Nikos Mavrogiannopoulos nmav@gnutls.org writes:
On 02/06/2011 12:08 AM, Niels Möller wrote:
It remains to see how much table space and/or assembly hacking is needed to get reasonable performance.
There is a special instruction for that on new intel and AMD CPUs... http://software.intel.com/en-us/articles/intel-carry-less-multiplication-ins... http://en.wikipedia.org/wiki/CLMUL_instruction_set
Interesting. I haven't played with any such special instructions (even if it ought to make a bit of difference also for aes).
Anyway, I've been hacking a bit on the C-implementation over the day, and the galois hashing (gmac) is now 18 times(!) faster. Summary of changes:
Original unoptimized code:
Algorithm mode Mbyte/s cycles/byte cycles/block gmac auth 1.49 829.83 13277.27
Optimized rshift, rewritten to use word-sized operations:
Algorithm mode Mbyte/s cycles/byte cycles/block gmac auth 4.62 268.14 4290.23
Optimized gf_mul, rewritten to use separate byte and bit loops:
Algorithm mode Mbyte/s cycles/byte cycles/block gmac auth 5.46 227.18 3634.90
Moved reduction into shift function:
Algorithm mode Mbyte/s cycles/byte cycles/block gmac auth 6.79 182.69 2923.02
Introduced 4-bit tables:
Algorithm mode Mbyte/s cycles/byte cycles/block gmac auth 27.14 45.68 730.82
Remaining tricks:
* Try 8-bit tables (which increases storage need a lot, the modest 4-bit tables need only 256 additional bytes per key, for gf_mul, and a 32-byte constant table for gf_shift. Extending to 8 bits makes both tables 16 times larger).
* See if it makes sense to write any assembler for the hashing function.
* Various smaller microoptimizations, like a public memxor-variant for when areas are known to be word-aligned. Or inline that xor:ing.
Regards, /Niels
^^^^^^^^
Aim 1. Summarize the message on galois hashing performance in two sentences.
Aim 2. List every change that the message on galois hashing performance applied to the original unoptimized code.
Aim 3. According to the message on galois hashing performance, how much additional storage per key do the 4-bit tables need for gf_mul?

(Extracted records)
^^^^^^^^
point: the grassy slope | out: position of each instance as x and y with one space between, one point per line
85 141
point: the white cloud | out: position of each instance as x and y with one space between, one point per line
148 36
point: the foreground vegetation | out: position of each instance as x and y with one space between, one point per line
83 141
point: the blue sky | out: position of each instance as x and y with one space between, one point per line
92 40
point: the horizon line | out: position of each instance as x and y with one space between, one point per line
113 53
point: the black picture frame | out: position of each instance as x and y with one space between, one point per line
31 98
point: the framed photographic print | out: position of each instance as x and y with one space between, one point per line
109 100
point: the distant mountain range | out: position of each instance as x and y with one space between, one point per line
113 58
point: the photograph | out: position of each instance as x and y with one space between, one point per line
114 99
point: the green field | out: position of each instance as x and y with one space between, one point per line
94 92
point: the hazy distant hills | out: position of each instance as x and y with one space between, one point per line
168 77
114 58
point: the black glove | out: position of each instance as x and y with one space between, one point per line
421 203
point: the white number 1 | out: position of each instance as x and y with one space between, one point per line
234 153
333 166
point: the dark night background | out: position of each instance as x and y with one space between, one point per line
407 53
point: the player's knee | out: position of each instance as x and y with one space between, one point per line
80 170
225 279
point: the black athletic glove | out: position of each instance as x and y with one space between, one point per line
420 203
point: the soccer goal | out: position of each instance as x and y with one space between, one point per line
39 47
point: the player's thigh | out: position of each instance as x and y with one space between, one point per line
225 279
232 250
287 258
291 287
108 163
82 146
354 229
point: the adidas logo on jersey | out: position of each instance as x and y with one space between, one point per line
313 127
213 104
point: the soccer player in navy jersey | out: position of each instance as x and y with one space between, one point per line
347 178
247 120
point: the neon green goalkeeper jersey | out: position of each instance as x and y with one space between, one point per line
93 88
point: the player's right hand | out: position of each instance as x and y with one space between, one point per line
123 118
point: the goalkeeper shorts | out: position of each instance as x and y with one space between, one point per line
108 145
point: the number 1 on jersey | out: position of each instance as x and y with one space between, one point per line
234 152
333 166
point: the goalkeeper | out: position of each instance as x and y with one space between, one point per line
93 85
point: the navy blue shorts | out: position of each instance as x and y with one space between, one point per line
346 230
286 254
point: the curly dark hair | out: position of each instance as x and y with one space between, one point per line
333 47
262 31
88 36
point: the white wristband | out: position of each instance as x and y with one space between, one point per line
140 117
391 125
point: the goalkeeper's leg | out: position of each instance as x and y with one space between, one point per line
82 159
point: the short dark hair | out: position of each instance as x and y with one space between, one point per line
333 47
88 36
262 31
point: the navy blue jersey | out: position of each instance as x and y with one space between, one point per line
^^^^^^^^
Finished answer 1. Work on the C implementation has made galois hashing (gmac) 18 times faster, with a series of changes raising throughput from 1.49 to 27.14 Mbyte/s. The remaining tricks are trying 8-bit tables, seeing whether assembler makes sense for the hashing function, and various smaller microoptimizations.

Finished answer 2.
- Optimized rshift, rewritten to use word-sized operations
- Optimized gf_mul, rewritten to use separate byte and bit loops
- Moved reduction into the shift function
- Introduced 4-bit tables

Finished answer 3. 256 additional bytes per key.